— TRY IT —
Translate this sentence from the passage about the AC/DC album into Spanish: "The album has sold five million copies in the US."

Though the film it was created for was derided by critics and financially flopped, the album reached No. 16 in the UK and No. 33 in the US. The title track was the group's most successful single in years, reaching the top 10 in Australia and number 16 in the UK. It was also voted the second best track of 1986 by the readers of Hit Parader magazine. Following this, a re-issue of "You Shook Me All Night Long" was released from the album, peaking at #46 in the UK. The album has sold five million copies in the US. Stephen Thomas Erlewine of AllMusic calls the album "a ripping AC/DC retrospective" and applauds the band "rescuing songs like 'Sink the Pink' from otherwise mediocre albums."

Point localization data

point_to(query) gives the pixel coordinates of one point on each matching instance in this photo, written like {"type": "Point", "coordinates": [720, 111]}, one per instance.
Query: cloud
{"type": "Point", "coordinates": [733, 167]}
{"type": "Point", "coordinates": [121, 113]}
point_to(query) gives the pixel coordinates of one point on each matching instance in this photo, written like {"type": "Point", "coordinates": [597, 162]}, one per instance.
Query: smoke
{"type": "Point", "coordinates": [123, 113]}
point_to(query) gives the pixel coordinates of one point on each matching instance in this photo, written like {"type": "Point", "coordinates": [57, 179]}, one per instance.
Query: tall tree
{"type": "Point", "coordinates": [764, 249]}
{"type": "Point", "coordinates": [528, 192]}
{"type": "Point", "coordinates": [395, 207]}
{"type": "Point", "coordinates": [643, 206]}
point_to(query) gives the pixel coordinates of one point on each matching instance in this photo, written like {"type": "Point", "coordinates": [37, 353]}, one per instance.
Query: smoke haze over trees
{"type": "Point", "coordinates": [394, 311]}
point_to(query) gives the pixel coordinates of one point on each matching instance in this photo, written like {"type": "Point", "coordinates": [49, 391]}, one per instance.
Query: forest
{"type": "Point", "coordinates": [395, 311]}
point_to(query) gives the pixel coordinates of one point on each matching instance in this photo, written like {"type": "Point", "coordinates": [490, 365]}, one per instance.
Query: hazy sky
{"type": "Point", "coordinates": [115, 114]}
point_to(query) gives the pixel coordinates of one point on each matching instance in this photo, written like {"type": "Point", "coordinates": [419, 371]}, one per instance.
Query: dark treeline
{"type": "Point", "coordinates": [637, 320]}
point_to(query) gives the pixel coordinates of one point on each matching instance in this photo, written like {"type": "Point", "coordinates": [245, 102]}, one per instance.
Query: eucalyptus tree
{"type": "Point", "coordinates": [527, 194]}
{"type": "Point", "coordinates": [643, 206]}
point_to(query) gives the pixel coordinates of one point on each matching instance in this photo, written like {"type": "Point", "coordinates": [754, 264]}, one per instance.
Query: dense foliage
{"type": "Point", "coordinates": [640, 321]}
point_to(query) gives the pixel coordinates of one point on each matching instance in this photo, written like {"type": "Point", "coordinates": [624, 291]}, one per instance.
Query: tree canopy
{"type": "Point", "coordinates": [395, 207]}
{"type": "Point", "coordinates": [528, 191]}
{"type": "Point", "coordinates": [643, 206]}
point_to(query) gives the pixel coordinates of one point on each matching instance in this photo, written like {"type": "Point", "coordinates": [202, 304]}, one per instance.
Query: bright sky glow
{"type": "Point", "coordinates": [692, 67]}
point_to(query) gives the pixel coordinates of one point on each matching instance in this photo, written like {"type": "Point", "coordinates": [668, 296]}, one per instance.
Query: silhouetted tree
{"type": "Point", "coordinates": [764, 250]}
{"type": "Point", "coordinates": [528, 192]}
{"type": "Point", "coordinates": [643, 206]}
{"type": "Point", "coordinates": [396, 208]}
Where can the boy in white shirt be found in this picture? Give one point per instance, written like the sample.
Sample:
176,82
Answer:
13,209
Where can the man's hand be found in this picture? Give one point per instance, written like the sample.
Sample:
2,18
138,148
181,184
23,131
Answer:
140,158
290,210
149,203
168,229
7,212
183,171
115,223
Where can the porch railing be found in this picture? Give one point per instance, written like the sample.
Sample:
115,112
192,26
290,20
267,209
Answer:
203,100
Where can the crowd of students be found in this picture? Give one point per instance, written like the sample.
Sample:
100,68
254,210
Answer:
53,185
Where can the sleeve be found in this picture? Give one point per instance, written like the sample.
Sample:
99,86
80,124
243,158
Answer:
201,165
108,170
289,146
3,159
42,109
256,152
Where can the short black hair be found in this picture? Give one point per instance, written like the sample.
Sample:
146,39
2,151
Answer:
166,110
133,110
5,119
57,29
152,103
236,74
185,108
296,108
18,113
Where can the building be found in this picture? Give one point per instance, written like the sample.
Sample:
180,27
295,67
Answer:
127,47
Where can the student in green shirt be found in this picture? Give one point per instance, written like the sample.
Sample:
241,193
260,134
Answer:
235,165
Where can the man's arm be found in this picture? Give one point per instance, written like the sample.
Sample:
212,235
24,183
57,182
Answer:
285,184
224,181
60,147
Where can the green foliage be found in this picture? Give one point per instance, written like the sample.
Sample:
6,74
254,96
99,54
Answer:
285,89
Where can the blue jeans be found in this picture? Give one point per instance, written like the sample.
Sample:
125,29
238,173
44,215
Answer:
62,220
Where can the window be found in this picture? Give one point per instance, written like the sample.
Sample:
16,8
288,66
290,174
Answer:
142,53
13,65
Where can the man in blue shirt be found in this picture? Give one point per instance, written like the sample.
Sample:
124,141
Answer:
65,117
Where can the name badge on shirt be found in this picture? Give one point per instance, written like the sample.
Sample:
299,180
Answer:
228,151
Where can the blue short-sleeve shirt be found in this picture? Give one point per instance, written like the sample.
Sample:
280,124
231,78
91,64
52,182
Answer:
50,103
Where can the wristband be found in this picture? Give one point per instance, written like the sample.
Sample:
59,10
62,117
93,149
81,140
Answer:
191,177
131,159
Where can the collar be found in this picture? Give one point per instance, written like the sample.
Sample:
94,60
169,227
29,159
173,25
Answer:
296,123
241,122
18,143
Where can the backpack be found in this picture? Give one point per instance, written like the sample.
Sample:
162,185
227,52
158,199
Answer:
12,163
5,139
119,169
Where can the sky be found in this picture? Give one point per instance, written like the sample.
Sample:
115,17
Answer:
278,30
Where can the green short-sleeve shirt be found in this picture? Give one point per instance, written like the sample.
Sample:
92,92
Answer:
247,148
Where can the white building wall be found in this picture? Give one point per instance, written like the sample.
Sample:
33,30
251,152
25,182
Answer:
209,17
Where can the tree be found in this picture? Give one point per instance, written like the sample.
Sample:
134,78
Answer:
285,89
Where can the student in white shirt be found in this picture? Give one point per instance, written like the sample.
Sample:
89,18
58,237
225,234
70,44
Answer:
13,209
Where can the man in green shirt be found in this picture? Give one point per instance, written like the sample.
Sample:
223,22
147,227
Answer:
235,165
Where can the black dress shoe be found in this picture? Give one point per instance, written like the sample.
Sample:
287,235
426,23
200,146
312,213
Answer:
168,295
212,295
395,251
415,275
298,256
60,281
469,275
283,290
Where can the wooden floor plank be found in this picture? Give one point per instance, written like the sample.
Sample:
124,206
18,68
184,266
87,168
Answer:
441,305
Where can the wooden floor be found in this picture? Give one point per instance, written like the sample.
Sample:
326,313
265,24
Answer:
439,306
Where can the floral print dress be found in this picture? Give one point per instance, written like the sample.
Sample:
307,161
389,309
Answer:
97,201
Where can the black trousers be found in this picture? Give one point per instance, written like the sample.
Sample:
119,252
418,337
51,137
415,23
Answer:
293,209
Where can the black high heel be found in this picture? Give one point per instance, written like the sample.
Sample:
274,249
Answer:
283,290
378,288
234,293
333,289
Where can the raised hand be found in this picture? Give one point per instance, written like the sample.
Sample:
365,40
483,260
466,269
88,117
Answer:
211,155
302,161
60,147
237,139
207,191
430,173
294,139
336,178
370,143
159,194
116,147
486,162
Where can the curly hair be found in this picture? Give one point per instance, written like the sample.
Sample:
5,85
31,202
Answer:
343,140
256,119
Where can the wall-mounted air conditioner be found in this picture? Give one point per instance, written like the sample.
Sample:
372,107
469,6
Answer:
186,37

— FINISHED EXERCISE —
El álbum ha vendido cinco millones de copias en los Estados Unidos.